OBJECTIVE A - In the court opinion below, swap "Valley Forge" for "Valley Ridge" and write out the passage that begins with "Graham & Cheshire" and ends after "by the defendants.".

TEXT TO READ -

>>>>

Heritage Communities of North Carolina, Inc. v. Powers, Inc., 8015SC310

Decision Date02 December 1980
Docket NumberNo. 8015SC310,8015SC310
CourtNorth Carolina Court of Appeals
PartiesHERITAGE COMMUNITIES OF NORTH CAROLINA, INC. v. POWERS, INC. and Jon S. Harder.

Graham & Cheshire by Lucius M. Cheshire and D. Michael Parker, Hillsborough, for plaintiff-appellant.

Powe, Porter & Alphin by N. A. Ciompi, Durham, for defendants-appellees.

WELLS, Judge.

The first question to be determined in this appeal is whether the easement granted by Valley Forge to Brandywine was destroyed through operation of the doctrine of merger when the dominant estate (first tract) was reconveyed to Valley Forge, as contended by the defendants.

Merger occurs

when the owner of one of the estates, dominant or servient, acquires the other, because an owner of land cannot have an easement in his own estate in fee, for the plain and obvious reason that in having ... the full and unlimited right and power to make any and every possible use of the land ... all subordinate and inferior derivative rights are necessarily merged and lost in the higher right.

Patrick v. Insurance Co., 176 N.C. 660, 670, 97 S.E. 657, 661 (1918); 28 C.J.S. Easements § 57(a), at 720-21 (1941). For the doctrine to operate there must be no intermediate estates of other parties in the property that would interfere with the owner's unlimited right and power to make any and every possible use of the land. See Trust Co. v. Watkins, 215 N.C. 292, 297, 1 S.E.2d 853, 857 (1939); 28 C.J.S. Easements § 57(b), at 721 (1941).

The evidence shows that the re-conveyance from Brandywine to Valley Forge of the first tract and its appurtenant easement was made subject to a pre-existing deed of trust. There is no evidence in the record to show that this deed of trust was cancelled prior to the date of the conveyance of the second tract from Valley Forge to the defendants.

Plaintiff argues that: (1) the interest of the trustee under a deed of trust is sufficient to prevent the operation of the doctrine of merger, and, (2) summary judgment based on the merger doctrine is improper when the evidence shows that at the time of acquisition, the property was subject to an outstanding deed of trust.

<<<<

RECORDS FOR THE EXERCISE -

>>>>

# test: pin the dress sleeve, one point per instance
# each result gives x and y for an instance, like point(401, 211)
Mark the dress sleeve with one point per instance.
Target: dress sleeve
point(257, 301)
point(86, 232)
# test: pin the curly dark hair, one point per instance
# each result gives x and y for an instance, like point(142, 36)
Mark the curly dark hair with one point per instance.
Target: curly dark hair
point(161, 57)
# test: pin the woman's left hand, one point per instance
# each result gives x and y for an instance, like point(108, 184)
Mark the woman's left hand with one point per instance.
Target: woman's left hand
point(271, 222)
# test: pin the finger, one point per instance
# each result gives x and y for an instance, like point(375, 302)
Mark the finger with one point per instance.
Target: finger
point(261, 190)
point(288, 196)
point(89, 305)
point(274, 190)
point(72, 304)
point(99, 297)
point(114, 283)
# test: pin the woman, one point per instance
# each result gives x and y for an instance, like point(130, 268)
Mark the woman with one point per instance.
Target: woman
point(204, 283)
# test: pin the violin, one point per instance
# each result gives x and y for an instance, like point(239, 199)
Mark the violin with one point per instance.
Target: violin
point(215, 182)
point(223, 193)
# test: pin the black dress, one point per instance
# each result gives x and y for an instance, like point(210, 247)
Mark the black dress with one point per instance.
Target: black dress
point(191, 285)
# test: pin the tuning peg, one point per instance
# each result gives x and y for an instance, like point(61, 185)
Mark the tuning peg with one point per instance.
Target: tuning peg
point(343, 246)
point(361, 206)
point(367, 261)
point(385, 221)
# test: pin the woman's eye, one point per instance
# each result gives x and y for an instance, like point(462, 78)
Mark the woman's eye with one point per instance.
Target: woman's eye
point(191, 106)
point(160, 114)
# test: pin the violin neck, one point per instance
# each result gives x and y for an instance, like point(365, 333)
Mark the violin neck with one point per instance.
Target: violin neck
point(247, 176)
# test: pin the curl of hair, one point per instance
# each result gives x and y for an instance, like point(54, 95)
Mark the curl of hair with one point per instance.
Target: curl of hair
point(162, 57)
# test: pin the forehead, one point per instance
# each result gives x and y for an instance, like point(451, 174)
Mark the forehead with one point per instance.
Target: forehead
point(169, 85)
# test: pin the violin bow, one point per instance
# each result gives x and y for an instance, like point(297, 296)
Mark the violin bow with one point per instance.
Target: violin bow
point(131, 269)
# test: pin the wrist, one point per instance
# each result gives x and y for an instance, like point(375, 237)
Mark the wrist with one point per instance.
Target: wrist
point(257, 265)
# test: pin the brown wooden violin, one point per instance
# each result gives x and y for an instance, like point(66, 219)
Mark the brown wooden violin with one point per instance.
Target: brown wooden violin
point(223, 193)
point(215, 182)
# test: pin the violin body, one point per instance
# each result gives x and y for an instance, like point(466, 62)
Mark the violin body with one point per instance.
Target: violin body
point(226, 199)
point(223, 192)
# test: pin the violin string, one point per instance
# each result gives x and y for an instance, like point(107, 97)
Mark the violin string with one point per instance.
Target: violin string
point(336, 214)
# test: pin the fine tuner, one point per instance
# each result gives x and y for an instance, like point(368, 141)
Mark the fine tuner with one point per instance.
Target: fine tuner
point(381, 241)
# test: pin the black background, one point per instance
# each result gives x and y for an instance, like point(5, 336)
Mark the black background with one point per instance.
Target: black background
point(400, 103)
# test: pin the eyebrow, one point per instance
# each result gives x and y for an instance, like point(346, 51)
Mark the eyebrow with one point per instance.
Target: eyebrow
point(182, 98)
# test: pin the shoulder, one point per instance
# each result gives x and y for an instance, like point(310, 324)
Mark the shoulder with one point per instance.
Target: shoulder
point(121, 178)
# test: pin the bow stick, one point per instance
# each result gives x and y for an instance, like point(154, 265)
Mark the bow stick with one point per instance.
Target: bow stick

<<<<

OBJECTIVE B - Copy the rows above word for word, beginning at the line that contains "# test: pin the shoulder, one" and going through the last line of the rows.

EXERCISE OUTPUT A -
Graham & Cheshire by Lucius M. Cheshire and D. Michael Parker, Hillsborough, for plaintiff-appellant.

Powe, Porter & Alphin by N. A. Ciompi, Durham, for defendants-appellees.

WELLS, Judge.

The first question to be determined in this appeal is whether the easement granted by Valley Ridge to Brandywine was destroyed through operation of the doctrine of merger when the dominant estate (first tract) was reconveyed to Valley Ridge, as contended by the defendants.

EXERCISE OUTPUT B -
# test: pin the shoulder, one point per instance
# each result gives x and y for an instance, like point(310, 324)
Mark the shoulder with one point per instance.
Target: shoulder
point(121, 178)
# test: pin the bow stick, one point per instance
# each result gives x and y for an instance, like point(154, 265)
Mark the bow stick with one point per instance.
Target: bow stick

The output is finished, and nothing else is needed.